### Problem description
Copy the entries that follow, exactly and completely.

### Records supplied

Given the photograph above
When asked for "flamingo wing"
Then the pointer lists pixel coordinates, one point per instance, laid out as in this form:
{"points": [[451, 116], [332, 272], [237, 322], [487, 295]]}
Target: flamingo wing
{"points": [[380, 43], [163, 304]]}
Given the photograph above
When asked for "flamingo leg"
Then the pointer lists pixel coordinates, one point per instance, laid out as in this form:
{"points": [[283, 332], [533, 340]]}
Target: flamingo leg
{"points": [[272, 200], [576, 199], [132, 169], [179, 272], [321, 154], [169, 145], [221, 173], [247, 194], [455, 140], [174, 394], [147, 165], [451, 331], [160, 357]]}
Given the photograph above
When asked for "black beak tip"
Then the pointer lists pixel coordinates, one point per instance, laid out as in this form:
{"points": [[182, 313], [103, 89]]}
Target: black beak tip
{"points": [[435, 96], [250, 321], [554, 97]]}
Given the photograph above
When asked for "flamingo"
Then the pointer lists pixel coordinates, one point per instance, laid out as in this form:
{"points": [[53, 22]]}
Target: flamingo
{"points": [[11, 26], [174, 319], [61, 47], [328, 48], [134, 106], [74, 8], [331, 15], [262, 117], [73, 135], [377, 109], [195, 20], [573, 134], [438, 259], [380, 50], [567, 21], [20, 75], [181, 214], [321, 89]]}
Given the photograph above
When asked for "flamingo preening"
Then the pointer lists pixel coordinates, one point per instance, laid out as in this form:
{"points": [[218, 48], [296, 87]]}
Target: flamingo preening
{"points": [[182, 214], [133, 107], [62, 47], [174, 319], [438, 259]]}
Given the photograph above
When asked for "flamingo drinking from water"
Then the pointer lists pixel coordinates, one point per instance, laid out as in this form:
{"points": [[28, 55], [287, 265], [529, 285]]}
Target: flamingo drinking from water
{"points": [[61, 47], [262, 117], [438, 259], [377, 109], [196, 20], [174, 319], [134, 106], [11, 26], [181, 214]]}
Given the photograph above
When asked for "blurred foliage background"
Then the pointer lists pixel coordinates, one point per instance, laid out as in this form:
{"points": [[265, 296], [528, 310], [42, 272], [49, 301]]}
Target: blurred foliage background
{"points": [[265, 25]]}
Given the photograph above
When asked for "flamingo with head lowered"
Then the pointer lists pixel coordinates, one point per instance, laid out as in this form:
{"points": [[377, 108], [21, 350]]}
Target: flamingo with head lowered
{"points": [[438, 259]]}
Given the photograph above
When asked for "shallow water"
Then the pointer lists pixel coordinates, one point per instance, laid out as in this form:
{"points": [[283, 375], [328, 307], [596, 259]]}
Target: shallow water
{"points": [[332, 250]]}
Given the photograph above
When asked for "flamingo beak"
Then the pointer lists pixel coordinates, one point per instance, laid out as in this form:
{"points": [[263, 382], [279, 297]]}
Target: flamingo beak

### Worked solution
Given the photograph above
When asked for "flamingo wing"
Then the pointer lists pixel coordinates, one point per instance, laid out as in this form:
{"points": [[451, 116], [332, 272], [237, 322], [487, 295]]}
Target: flamingo wing
{"points": [[380, 43], [163, 304]]}
Given the photograph above
When asked for "flamingo leg"
Then the pointer lists pixel coordinates, one point per instance, laid out as in this form:
{"points": [[283, 332], [533, 340]]}
Target: flamingo leg
{"points": [[272, 200], [576, 199], [132, 169], [179, 272], [321, 154], [169, 145], [221, 173], [247, 194], [455, 140], [174, 394], [147, 165], [451, 331], [160, 357]]}
Given the photograph above
When asked for "black beak tip"
Then the pointer lists pixel coordinates, one point per instance, laid out as in this form:
{"points": [[182, 313], [103, 89]]}
Target: black beak tip
{"points": [[435, 96], [250, 321], [554, 97]]}
Given the photograph above
When asked for "flamingo"
Then the pointer lists pixel coordinates, one point per instance, laid out as in this form:
{"points": [[53, 22]]}
Target: flamingo
{"points": [[11, 26], [174, 319], [61, 47], [328, 48], [134, 106], [74, 8], [331, 15], [262, 117], [73, 135], [377, 109], [195, 20], [573, 134], [438, 259], [380, 50], [567, 21], [20, 75], [181, 214], [321, 89]]}
Given the photograph above
When asked for "flamingo preening"
Then the pointer lists pixel coordinates, one point per instance, laid out as in this form:
{"points": [[218, 48], [296, 87]]}
Target: flamingo preening
{"points": [[182, 214], [133, 107], [62, 47], [174, 319], [438, 259]]}
Given the photograph above
When asked for "flamingo drinking from water"
Then the pointer lists pixel coordinates, one point per instance, laid out as in this form:
{"points": [[28, 55], [287, 265], [529, 285]]}
Target: flamingo drinking from water
{"points": [[61, 47], [262, 117], [438, 259], [377, 109], [196, 20], [174, 319], [134, 106], [11, 26], [181, 214]]}
Given the photograph above
When asked for "blurred foliage background"
Then the pointer lists pixel coordinates, one point per instance, laid out as in this form:
{"points": [[265, 296], [528, 310], [42, 272], [49, 301]]}
Target: blurred foliage background
{"points": [[265, 25]]}
Given the photograph above
When asked for "flamingo with head lowered"
Then the pointer lists pixel coordinates, one point per instance, laid out as in this form:
{"points": [[377, 108], [21, 350]]}
Target: flamingo with head lowered
{"points": [[438, 259]]}
Given the photograph above
When asked for "shallow water"
Then the pointer lists pixel coordinates, one point per instance, laid out as in this form:
{"points": [[283, 375], [328, 307], [596, 259]]}
Target: shallow water
{"points": [[332, 250]]}
Given the photograph above
When asked for "flamingo beak"
Then the pointer lists pixel coordinates, one point per instance, laid out as in this form:
{"points": [[263, 382], [279, 297]]}
Target: flamingo beak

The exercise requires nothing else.